KURZE ÜBUNG A:
Fasse den Seitentext in zwei Sätzen zusammen.
──────── SEITENTEXT
Leitsatz
1. Eine gütliche Einigung ist gegeben, wenn die Parteien Einvernehmen über die Regelung der Vollstreckungsangelegenheit erzielen. Dies kann durch Vermittlung des Gerichtsvollziehers (GV) mit Gewährung einer Zahlungsfrist oder einer Ratenzahlungsvereinbarung erfolgen.
2. Sofern der Gläubiger nicht nachgibt und auch keine Zahlungsfrist zubilligt, entsteht auch keine Gebühr für die gütliche Erledigung.
OLG Brandenburg, Beschl. v. 26.4.2022 – 7 W 9/22
1 I. Die Entscheidung
Gläubiger verweigert Zustimmung zur gütlichen Erledigung
Die gemäß § 5 Abs. 2 S. 2 GvKostG, § 66 Abs. 4 GKG infolge der Zulassung durch das Beschwerdegericht zulässige weitere Beschwerde, über die der Senat gemäß § 66 Abs. 6 S. 1 GKG entscheidet, ist nicht begründet. Zu Recht ist das LG davon ausgegangen, dass der Ansatz der Gebühr KV GVKostG Nr. 208 für den Versuch einer gütlichen Einigung nicht in Ansatz kommt, wenn der Gläubiger bei Erteilung des Auftrages im Formular (Modul F) angegeben hat, dass eine Zahlungsvereinbarung ausgeschlossen wird.
────────────────
──────── DATENSÄTZE
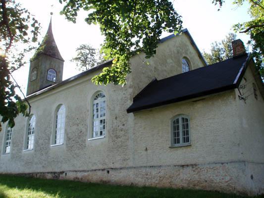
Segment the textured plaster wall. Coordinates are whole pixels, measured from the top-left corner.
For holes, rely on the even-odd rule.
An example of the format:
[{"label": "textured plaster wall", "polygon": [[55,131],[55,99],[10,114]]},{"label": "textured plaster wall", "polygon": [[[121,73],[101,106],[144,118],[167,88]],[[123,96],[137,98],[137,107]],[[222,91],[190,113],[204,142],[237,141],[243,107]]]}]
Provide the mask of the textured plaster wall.
[{"label": "textured plaster wall", "polygon": [[188,60],[191,70],[205,66],[185,33],[159,44],[154,57],[145,56],[142,53],[135,55],[130,61],[133,97],[155,78],[160,80],[182,73],[183,57]]}]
────────────────
KURZE ÜBUNG B:
Ordne sämtliche Zeilen der Datensätze als JSON-Liste von Zeichenketten an, eine Zeichenkette pro Zeile und ohne Leerzeilen. Lass die Bilder dabei weg.

RICHTIGES ERGEBNIS A:
Nach dem Leitsatz des Beschlusses des OLG Brandenburg vom 26.4.2022 (7 W 9/22) liegt eine gütliche Einigung vor, wenn die Parteien Einvernehmen über die Regelung der Vollstreckungsangelegenheit erzielen, etwa durch Vermittlung des Gerichtsvollziehers mit Zahlungsfrist oder Ratenzahlungsvereinbarung; gibt der Gläubiger nicht nach und billigt keine Zahlungsfrist zu, entsteht keine Gebühr für die gütliche Erledigung. Die weitere Beschwerde ist nicht begründet, weil das LG zu Recht annahm, dass die Gebühr KV GVKostG Nr. 208 nicht anfällt, wenn der Gläubiger im Auftragsformular (Modul F) eine Zahlungsvereinbarung ausgeschlossen hat.

RICHTIGES ERGEBNIS B:
[
  "Segment the textured plaster wall. Coordinates are whole pixels, measured from the top-left corner.",
  "For holes, rely on the even-odd rule.",
  "An example of the format:",
  "[{\"label\": \"textured plaster wall\", \"polygon\": [[55,131],[55,99],[10,114]]},{\"label\": \"textured plaster wall\", \"polygon\": [[[121,73],[101,106],[144,118],[167,88]],[[123,96],[137,98],[137,107]],[[222,91],[190,113],[204,142],[237,141],[243,107]]]}]",
  "Provide the mask of the textured plaster wall.",
  "[{\"label\": \"textured plaster wall\", \"polygon\": [[188,60],[191,70],[205,66],[185,33],[159,44],[154,57],[145,56],[142,53],[135,55],[130,61],[133,97],[155,78],[160,80],[182,73],[183,57]]}]"
]